- [WHAT IS ASKED] Copy out everything from the row containing "written as (39,60)." down to the end of the rows, requests included. Shift each number in the answer coordinates up by 93, and leave the requests as they are.

○ ○ ○

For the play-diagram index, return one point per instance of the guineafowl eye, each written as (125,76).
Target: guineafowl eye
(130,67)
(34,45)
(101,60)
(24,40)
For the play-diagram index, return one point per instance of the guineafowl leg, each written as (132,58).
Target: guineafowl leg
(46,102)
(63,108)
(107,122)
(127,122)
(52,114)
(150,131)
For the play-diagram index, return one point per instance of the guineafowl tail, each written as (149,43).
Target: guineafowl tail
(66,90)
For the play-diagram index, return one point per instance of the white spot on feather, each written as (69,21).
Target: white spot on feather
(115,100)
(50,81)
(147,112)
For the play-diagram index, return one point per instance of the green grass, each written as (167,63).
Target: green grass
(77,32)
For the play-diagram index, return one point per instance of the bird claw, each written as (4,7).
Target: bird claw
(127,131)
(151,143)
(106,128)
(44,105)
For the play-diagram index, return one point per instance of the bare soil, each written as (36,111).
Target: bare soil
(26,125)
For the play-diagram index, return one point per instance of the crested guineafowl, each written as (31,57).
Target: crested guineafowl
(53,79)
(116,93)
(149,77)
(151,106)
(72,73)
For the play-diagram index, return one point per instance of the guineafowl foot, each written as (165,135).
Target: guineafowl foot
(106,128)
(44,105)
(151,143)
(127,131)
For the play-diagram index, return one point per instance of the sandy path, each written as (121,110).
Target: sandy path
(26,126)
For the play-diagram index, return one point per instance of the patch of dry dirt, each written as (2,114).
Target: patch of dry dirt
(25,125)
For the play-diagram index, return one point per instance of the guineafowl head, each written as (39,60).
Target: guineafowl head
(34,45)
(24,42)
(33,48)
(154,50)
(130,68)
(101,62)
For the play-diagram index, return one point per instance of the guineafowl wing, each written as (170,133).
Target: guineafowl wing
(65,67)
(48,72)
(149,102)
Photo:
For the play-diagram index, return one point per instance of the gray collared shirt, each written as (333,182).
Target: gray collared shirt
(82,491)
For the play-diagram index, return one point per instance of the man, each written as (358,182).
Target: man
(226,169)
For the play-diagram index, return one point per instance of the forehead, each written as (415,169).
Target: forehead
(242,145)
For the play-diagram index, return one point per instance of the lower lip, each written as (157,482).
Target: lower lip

○ ○ ○

- [RESULT FOR THIS EXERCISE]
For the play-diagram index, return one point per instance of the guineafowl head, each written as (39,60).
Target: guineafowl head
(127,138)
(117,135)
(126,141)
(247,143)
(223,161)
(194,155)
For the play-diagram index, return one point per instance of the guineafowl wing, each written as (170,133).
Target: guineafowl wing
(158,160)
(141,165)
(242,195)
Photo:
For the play-diagram index, return one point per instance of the gray collared shirt, each written as (333,182).
Target: gray collared shirt
(175,584)
For the play-diagram index, return one point per instance of the man, each written as (358,182).
Target: man
(319,262)
For the play-diagram index, return one point per instance of the forehead, each written as (415,169).
Target: forehead
(335,238)
For the play-diagram index, return one point per instance of the lower lip, each written as (157,482).
Target: lower lip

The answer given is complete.